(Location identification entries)

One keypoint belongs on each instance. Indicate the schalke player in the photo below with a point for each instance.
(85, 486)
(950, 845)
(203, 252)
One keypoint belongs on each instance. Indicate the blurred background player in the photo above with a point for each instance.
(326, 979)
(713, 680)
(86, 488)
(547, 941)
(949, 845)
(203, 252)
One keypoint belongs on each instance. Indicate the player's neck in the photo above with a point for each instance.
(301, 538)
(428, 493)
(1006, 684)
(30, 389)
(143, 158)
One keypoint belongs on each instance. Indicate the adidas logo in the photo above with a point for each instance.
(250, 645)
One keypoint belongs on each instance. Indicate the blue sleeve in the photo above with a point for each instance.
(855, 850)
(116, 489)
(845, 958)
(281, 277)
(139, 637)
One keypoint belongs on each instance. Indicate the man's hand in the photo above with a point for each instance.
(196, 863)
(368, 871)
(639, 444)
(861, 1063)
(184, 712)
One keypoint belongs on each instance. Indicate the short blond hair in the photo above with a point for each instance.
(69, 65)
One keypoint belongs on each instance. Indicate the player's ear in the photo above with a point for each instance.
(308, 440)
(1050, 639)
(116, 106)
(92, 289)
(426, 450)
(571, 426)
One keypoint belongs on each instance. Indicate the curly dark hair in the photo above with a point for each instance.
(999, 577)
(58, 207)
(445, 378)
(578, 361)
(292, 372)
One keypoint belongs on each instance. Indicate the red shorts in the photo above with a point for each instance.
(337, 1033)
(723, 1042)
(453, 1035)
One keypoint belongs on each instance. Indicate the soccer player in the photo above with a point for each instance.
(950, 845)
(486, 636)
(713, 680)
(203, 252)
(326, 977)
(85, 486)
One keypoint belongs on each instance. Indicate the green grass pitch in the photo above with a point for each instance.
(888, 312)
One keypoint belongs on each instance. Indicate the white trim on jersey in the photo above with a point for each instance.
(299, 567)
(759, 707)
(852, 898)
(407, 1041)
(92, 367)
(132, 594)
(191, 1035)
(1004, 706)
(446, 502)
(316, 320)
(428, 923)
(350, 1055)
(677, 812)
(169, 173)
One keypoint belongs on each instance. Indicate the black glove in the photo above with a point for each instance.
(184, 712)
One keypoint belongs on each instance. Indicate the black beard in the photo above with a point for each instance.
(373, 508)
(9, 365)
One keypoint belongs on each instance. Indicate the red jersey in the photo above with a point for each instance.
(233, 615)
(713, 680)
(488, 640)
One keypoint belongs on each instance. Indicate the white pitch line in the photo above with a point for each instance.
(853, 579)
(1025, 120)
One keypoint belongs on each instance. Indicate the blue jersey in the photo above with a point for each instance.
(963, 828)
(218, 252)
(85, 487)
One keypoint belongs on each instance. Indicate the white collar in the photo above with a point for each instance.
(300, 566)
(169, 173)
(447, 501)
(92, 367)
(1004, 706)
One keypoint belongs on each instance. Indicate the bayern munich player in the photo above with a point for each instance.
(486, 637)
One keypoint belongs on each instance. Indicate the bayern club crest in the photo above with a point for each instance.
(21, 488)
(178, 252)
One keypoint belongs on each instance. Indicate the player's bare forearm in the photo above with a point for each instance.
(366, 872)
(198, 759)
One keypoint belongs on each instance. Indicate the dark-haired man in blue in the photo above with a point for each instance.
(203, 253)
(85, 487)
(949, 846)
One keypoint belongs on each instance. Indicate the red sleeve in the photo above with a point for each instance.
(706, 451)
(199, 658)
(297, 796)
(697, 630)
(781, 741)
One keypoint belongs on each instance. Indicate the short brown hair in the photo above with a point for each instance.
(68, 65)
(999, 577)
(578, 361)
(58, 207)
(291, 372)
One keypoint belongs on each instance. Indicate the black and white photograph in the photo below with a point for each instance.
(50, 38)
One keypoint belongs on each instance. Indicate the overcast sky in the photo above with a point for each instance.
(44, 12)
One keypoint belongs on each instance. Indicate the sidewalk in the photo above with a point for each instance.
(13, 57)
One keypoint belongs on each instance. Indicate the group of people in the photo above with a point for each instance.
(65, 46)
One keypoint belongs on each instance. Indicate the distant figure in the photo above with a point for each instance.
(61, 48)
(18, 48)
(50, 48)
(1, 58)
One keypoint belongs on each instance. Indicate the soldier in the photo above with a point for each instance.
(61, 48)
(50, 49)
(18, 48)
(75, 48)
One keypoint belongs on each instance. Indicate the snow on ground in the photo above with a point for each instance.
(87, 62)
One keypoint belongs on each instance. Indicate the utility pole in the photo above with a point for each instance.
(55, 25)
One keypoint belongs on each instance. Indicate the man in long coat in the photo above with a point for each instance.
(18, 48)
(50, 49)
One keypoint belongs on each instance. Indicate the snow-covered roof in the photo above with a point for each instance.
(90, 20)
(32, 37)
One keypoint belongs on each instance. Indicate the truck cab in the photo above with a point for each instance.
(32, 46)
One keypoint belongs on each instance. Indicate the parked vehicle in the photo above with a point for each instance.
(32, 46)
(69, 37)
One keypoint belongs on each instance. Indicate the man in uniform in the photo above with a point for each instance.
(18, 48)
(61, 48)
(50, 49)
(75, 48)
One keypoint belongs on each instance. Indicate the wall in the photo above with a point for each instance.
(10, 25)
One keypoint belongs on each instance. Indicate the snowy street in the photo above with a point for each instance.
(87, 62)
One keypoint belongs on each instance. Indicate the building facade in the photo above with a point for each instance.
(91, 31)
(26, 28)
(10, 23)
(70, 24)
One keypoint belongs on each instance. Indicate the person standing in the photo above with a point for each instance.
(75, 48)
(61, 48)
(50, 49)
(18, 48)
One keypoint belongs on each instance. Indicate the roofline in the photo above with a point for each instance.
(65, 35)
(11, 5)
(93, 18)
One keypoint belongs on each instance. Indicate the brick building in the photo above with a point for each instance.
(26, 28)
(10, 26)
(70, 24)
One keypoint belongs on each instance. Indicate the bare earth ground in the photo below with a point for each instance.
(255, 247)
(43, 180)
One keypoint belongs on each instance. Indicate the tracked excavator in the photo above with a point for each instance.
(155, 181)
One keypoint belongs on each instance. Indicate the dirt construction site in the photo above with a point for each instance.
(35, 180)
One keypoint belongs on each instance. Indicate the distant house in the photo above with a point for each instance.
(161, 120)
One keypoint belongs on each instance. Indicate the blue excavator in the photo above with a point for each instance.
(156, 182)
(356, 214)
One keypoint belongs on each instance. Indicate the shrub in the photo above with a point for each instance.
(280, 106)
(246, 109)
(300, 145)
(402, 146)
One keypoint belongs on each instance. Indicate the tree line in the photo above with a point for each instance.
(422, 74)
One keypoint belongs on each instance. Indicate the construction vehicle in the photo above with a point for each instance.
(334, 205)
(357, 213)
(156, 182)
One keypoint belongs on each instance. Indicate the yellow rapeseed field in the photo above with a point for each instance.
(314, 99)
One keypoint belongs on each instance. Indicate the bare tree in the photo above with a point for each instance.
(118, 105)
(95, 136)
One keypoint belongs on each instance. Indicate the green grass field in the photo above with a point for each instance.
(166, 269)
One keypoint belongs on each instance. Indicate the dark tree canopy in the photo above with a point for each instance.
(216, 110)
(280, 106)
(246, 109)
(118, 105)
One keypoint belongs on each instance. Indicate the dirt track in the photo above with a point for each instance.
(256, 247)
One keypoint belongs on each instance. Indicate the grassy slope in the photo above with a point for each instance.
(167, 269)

REQUIREMENT: Reproduce every one of the records above verbatim, line for line.

SOLUTION TO THIS EXERCISE:
One keypoint belongs on each instance. Indicate the schalke player in the photo below with a point for each instance.
(85, 486)
(950, 845)
(203, 252)
One keypoint belongs on each instance. Indicate the blurred background player in the photo above with a point for each instance.
(326, 979)
(713, 680)
(86, 488)
(547, 941)
(949, 845)
(203, 252)
One keypoint belongs on each instance. Indicate the player's neck in the photo above with a point for each instance.
(301, 538)
(428, 493)
(1006, 684)
(30, 389)
(143, 158)
One keypoint belongs on each instance. Indicate the adidas logo in the photo above with a point for each instance.
(250, 645)
One keypoint belongs on each instance. Indicate the blue sleeve in the photo above with a point for each instance.
(855, 850)
(116, 489)
(845, 958)
(281, 277)
(139, 637)
One keypoint belongs on each instance. Indicate the man's hand in the photo above with a point for each instance.
(196, 863)
(368, 871)
(639, 444)
(861, 1063)
(184, 712)
One keypoint belongs on each instance. Indicate the short blond hair in the photo above with a point for each instance.
(69, 65)
One keypoint belongs on each instance. Indicate the player's ear in the photo above with a point for each instance.
(308, 440)
(1050, 639)
(116, 106)
(92, 289)
(426, 450)
(571, 426)
One keypoint belongs on each instance. Indicate the curly dark hair in the photo above with a point for each instance.
(999, 577)
(58, 207)
(445, 378)
(578, 361)
(292, 372)
One keypoint belongs on each instance. Indicate the red shorts in the photo above with a point for each instance.
(337, 1033)
(723, 1042)
(453, 1035)
One keypoint belongs on each instance. Indicate the soccer player in the photo above with a point for each instance.
(950, 845)
(486, 636)
(713, 680)
(203, 252)
(326, 977)
(85, 486)
One keypoint belongs on each instance. Indicate the green grass pitch in the photo above with a point for each instance.
(888, 312)
One keypoint belongs on each instance. Indicate the white trim on jersey in the photo above with a point for each instance.
(299, 567)
(759, 707)
(852, 898)
(407, 1041)
(92, 367)
(132, 594)
(191, 1035)
(1004, 706)
(446, 502)
(316, 320)
(428, 923)
(350, 1055)
(677, 812)
(169, 173)
One keypoint belongs on each instance. Indicate the black glove in the photo above with a point for each instance.
(184, 712)
One keypoint belongs on each instance. Indicate the black beard in the photo above with a point for each instance.
(373, 508)
(9, 365)
One keypoint belongs on each instance. Indicate the red jersey in the photo above with a point for each instance.
(233, 615)
(713, 680)
(488, 640)
One keypoint belongs on each instance. Indicate the white pitch line in the photo above with a point for each instance.
(853, 579)
(1025, 120)
One keypoint belongs on each instance. Indicate the blue jersey in the photo above with a point for each instance.
(963, 828)
(218, 252)
(85, 487)
One keypoint belongs on each instance. Indicate the white collar in the photo above with a point for each instance.
(300, 566)
(169, 173)
(447, 501)
(92, 367)
(1004, 706)
One keypoint belongs on each instance. Indicate the bayern munich player in the photo above with a point for each instance.
(486, 637)
One keypoint belongs on each instance. Indicate the bayern club crest in the photo above with a point for each instance.
(21, 488)
(178, 252)
One keypoint belongs on each instance. Indicate the player's bare forearm in the photo above with a point for each instance.
(366, 872)
(198, 759)
One keypoint belongs on each instance. Indicate the dark-haired man in blue in the photo above with a point for each instance.
(203, 253)
(85, 487)
(949, 846)
One keypoint belongs on each instance. Indicate the red sleeve in the photo above with a point for each instance.
(706, 451)
(199, 658)
(297, 796)
(697, 630)
(781, 741)
One keypoint belongs on each instance. Indicate the short brown hair in the photo above with a point for each instance.
(68, 65)
(999, 577)
(578, 361)
(58, 207)
(291, 372)
One keypoint belongs on each instance. Indicate the black and white photograph in the photo below with a point for each instance.
(50, 38)
One keypoint belongs on each instance. Indicate the overcast sky in the photo above with a point for each instance.
(44, 12)
One keypoint belongs on each instance. Indicate the sidewalk in the photo above with a point for each instance.
(13, 57)
One keypoint belongs on each instance. Indicate the group of people in the photo above with a point for each instance.
(65, 46)
One keypoint belongs on each instance. Indicate the distant figure in the photo above with a point for each instance.
(61, 48)
(18, 48)
(50, 48)
(1, 58)
One keypoint belongs on each instance. Indicate the soldier in the photo above with a point for each instance.
(61, 48)
(50, 49)
(18, 48)
(75, 48)
One keypoint belongs on each instance. Indicate the snow on ground in the photo above with a point for each instance.
(87, 62)
One keypoint belongs on each instance. Indicate the utility pole in the photo above with a point for each instance.
(55, 25)
One keypoint belongs on each instance. Indicate the man in long coat in the photo above with a point for each instance.
(18, 48)
(50, 49)
One keypoint belongs on each instance. Indicate the snow-covered roof in the photo above with a point for each instance.
(90, 20)
(32, 37)
One keypoint belongs on each instance. Indicate the truck cab in the photo above with a point for each instance.
(32, 46)
One keypoint belongs on each instance. Indicate the parked vehicle in the photo above with a point for each instance.
(32, 46)
(69, 37)
One keypoint belongs on each instance. Indicate the man in uniform in the photo above with a point for each instance.
(18, 48)
(61, 48)
(50, 49)
(75, 48)
One keypoint belongs on each instance. Indicate the wall in the photo above with a point for each instance.
(10, 25)
One keypoint belongs on each instance. Indicate the snowy street in the photo above with a point for each instance.
(87, 62)
One keypoint belongs on each instance. Indicate the building facade in the photo above with a point for each instance.
(91, 31)
(26, 28)
(10, 23)
(70, 24)
One keypoint belongs on each instance. Indicate the person standing in the photo above with a point for each instance.
(75, 48)
(61, 48)
(50, 49)
(18, 48)
One keypoint belongs on each instance. Indicate the roofline in the photo above with a point for each instance.
(65, 35)
(11, 5)
(93, 18)
One keypoint belongs on each instance. Indicate the brick building in the photo above with a point for each instance.
(26, 28)
(10, 26)
(70, 24)
One keypoint belongs on each instance. Indicate the bare earth ground in the photo below with a point for each instance.
(255, 247)
(43, 180)
One keypoint belongs on each instance. Indicate the tracked excavator in the photo above with a point for each instance.
(155, 181)
One keypoint belongs on each instance. Indicate the dirt construction site in the photo above with a point for each instance.
(35, 180)
One keypoint belongs on each instance. Indicate the distant house in the photo above with a point for each instance.
(161, 120)
One keypoint belongs on each instance. Indicate the blue excavator in the photo above with a point for each instance.
(156, 182)
(356, 214)
One keypoint belongs on each instance. Indicate the shrub in the photo above with a point for each instance.
(280, 106)
(246, 109)
(300, 145)
(402, 146)
One keypoint belongs on each instance. Indicate the tree line in the photo above with a point for each instance.
(422, 74)
One keypoint belongs on each instance. Indicate the construction vehicle in the photo above with a point for each instance.
(334, 205)
(357, 213)
(156, 182)
One keypoint belongs on each instance. Indicate the yellow rapeseed field in the photo above with a point for each instance.
(314, 99)
One keypoint belongs on each instance. Indicate the bare tree in the photo above with a point for each instance.
(118, 105)
(95, 136)
One keypoint belongs on each instance. Indicate the green grass field in the photo above with a point for each instance.
(166, 269)
One keypoint belongs on each instance. Indicate the dark tree canopy in the photo above with a point for each instance.
(216, 110)
(280, 106)
(246, 109)
(118, 105)
One keypoint belongs on each instance. Indicate the dirt track in the photo above with a point for each instance.
(256, 247)
One keypoint belongs on each instance. Indicate the grassy slope in the photo above with a point for each instance.
(167, 269)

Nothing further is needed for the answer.